Task requirements — Retype exactly the lines from the one holding "Labeling batch C. For the image above, tag the metal" through the final line of the data, both included.

Stored data —
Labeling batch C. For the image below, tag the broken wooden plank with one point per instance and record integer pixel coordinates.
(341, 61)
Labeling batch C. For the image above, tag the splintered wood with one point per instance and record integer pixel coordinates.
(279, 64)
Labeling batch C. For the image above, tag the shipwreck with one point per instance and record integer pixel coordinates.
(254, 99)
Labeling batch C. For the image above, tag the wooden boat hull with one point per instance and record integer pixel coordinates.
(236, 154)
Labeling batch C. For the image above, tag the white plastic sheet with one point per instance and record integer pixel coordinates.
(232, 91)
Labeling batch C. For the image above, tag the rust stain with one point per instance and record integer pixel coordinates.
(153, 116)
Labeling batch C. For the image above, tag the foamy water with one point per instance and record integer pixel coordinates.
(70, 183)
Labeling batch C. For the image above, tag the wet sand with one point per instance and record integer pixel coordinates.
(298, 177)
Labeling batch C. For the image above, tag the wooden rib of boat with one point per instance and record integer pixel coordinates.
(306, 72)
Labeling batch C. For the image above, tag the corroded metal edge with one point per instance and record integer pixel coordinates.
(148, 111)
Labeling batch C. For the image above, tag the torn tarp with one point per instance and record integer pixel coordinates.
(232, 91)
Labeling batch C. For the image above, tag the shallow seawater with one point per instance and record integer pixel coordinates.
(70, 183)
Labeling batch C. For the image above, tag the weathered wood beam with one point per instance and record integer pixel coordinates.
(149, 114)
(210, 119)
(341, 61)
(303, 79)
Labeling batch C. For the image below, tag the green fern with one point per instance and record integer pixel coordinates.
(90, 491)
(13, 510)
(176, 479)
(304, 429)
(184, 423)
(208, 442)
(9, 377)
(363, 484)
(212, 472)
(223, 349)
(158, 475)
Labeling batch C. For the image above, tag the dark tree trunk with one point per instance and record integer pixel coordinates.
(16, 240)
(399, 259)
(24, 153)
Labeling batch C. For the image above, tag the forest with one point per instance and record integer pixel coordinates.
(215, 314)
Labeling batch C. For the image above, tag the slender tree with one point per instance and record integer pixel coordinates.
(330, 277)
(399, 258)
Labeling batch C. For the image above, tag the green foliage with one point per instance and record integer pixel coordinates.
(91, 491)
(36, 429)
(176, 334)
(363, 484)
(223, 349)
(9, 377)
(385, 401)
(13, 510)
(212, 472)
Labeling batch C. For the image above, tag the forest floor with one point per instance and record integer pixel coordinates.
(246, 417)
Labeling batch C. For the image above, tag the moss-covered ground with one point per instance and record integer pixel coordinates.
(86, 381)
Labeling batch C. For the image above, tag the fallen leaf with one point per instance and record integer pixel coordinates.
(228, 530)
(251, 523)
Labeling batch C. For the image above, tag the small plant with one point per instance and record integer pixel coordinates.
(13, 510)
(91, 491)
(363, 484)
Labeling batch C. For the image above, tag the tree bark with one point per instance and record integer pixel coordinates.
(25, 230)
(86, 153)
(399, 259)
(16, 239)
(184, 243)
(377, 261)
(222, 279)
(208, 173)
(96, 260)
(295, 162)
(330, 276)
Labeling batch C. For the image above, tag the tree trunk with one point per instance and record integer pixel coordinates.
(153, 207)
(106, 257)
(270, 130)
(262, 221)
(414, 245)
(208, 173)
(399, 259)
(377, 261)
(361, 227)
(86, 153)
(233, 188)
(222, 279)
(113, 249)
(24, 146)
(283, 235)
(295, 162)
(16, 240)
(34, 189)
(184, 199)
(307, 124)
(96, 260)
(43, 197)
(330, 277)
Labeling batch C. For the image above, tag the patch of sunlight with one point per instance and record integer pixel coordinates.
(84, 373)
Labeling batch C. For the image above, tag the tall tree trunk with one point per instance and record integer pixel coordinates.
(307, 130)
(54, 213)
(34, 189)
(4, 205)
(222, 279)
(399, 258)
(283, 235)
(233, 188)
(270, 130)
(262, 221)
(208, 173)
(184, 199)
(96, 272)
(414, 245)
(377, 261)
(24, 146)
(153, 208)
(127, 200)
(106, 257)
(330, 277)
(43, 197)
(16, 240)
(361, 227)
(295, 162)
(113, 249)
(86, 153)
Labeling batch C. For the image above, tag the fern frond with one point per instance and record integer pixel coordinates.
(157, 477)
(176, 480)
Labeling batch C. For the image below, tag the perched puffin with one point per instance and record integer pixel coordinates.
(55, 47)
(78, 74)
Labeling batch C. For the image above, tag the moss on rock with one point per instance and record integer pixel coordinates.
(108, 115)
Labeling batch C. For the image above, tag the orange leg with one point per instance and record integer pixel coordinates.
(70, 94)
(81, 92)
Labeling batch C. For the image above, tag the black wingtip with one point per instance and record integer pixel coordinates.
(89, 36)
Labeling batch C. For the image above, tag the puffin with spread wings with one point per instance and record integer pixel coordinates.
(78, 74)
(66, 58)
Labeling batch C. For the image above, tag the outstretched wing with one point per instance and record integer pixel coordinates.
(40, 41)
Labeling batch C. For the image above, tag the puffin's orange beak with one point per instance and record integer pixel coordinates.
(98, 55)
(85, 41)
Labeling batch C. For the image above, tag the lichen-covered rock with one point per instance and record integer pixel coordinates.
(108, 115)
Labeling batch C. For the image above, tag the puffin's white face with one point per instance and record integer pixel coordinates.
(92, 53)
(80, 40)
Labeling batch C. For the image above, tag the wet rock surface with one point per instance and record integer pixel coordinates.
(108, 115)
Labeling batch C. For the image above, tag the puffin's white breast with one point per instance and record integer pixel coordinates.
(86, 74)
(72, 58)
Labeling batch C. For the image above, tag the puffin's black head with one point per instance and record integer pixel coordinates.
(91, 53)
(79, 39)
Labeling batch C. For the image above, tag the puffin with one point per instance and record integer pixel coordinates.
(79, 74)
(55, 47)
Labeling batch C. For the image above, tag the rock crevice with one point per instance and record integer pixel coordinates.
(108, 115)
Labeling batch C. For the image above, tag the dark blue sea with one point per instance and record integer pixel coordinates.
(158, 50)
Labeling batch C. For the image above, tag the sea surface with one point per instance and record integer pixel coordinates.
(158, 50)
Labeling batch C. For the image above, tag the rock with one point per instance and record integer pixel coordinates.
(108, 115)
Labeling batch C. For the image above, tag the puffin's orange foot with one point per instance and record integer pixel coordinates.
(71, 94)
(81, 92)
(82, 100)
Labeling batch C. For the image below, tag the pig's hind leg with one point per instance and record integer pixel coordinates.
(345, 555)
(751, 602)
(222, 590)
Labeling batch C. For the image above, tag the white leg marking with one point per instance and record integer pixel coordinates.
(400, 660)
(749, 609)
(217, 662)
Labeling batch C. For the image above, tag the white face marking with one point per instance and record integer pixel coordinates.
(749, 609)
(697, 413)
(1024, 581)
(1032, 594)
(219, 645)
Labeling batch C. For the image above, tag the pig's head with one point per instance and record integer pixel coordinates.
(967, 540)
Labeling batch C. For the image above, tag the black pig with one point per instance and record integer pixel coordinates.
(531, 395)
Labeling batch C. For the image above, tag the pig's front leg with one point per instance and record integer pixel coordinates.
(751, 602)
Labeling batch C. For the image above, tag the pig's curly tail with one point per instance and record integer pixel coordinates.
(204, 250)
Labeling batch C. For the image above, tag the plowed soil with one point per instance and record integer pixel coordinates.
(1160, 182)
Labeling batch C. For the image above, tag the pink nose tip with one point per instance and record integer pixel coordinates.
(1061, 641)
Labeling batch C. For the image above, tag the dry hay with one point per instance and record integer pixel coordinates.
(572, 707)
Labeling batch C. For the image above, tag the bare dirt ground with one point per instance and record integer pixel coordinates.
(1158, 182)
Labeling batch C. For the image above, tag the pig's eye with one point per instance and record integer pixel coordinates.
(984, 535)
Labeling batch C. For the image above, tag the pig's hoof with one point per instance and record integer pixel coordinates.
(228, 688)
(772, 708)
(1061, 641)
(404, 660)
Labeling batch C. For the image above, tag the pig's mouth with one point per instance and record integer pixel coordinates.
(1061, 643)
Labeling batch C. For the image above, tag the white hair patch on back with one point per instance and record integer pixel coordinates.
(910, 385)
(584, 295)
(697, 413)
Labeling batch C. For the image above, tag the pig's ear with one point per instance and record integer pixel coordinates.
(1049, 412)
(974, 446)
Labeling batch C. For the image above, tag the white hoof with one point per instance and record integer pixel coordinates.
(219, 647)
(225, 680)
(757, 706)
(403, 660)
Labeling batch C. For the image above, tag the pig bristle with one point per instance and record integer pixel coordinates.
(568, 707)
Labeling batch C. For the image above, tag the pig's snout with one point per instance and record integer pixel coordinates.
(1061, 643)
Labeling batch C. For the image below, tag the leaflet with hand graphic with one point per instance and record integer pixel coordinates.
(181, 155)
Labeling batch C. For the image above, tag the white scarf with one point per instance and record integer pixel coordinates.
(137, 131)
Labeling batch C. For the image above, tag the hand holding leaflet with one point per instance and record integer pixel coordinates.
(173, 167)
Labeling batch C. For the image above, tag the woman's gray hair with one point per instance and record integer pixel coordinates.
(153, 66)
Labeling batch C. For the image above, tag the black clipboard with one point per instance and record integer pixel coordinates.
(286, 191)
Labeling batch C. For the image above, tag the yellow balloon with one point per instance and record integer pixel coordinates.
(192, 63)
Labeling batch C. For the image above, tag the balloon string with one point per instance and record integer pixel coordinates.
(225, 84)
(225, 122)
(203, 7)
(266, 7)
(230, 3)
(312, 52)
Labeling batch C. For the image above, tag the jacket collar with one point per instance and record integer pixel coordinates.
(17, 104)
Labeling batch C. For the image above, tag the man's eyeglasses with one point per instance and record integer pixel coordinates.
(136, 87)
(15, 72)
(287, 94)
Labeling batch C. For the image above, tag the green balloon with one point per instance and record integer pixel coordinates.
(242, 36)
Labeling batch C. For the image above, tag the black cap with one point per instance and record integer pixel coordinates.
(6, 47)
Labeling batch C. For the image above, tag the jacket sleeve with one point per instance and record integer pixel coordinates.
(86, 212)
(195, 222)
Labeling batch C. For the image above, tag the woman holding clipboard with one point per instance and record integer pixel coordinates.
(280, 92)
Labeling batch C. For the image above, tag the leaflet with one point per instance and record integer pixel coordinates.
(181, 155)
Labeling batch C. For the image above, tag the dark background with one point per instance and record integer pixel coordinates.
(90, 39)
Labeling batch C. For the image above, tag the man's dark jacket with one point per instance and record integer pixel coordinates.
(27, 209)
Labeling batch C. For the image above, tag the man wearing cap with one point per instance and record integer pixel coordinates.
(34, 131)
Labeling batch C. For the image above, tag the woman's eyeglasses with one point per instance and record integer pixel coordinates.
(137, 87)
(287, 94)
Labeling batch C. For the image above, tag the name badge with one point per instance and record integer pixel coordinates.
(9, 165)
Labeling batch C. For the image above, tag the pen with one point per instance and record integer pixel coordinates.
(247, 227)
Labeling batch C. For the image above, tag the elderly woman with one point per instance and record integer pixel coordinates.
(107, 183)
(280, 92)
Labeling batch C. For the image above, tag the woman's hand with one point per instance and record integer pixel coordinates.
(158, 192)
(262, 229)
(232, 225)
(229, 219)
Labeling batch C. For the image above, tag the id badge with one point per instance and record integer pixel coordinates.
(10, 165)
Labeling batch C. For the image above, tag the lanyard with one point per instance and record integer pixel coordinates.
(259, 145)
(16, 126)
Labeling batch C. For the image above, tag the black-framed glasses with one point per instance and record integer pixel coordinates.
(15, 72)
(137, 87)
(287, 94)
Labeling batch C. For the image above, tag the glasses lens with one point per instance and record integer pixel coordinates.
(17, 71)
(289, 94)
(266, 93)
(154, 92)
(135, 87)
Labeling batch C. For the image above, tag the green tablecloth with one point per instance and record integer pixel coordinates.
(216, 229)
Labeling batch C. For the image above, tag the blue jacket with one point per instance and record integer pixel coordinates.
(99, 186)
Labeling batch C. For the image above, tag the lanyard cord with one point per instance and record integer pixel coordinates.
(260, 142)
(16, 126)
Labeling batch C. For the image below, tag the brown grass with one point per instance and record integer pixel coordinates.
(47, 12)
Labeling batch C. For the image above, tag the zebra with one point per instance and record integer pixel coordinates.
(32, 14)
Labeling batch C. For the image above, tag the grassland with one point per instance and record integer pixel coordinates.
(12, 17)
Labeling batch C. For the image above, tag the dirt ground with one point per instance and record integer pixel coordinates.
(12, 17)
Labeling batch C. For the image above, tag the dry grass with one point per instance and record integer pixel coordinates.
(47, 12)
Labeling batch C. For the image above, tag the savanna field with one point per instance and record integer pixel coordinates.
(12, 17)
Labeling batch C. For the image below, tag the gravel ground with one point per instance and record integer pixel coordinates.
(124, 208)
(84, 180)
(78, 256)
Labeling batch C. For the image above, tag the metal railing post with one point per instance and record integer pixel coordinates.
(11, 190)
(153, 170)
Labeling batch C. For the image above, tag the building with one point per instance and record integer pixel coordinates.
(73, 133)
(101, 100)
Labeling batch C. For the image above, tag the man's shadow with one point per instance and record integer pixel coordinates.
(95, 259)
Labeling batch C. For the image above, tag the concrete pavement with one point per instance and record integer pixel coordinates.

Response —
Labeling batch C. For the image above, tag the metal railing post with one point per instance and record integer pixel coordinates.
(11, 190)
(153, 170)
Labeling batch C. For the image above, tag the building with one point per instance and record integer pixel coordinates.
(73, 133)
(101, 100)
Labeling batch C. For the image above, tag the man's shadow with one point per instance and record integer pixel coordinates.
(95, 259)
Labeling batch C. For the image above, tag the concrete pavement with one point per instance and record integer pixel coordinates.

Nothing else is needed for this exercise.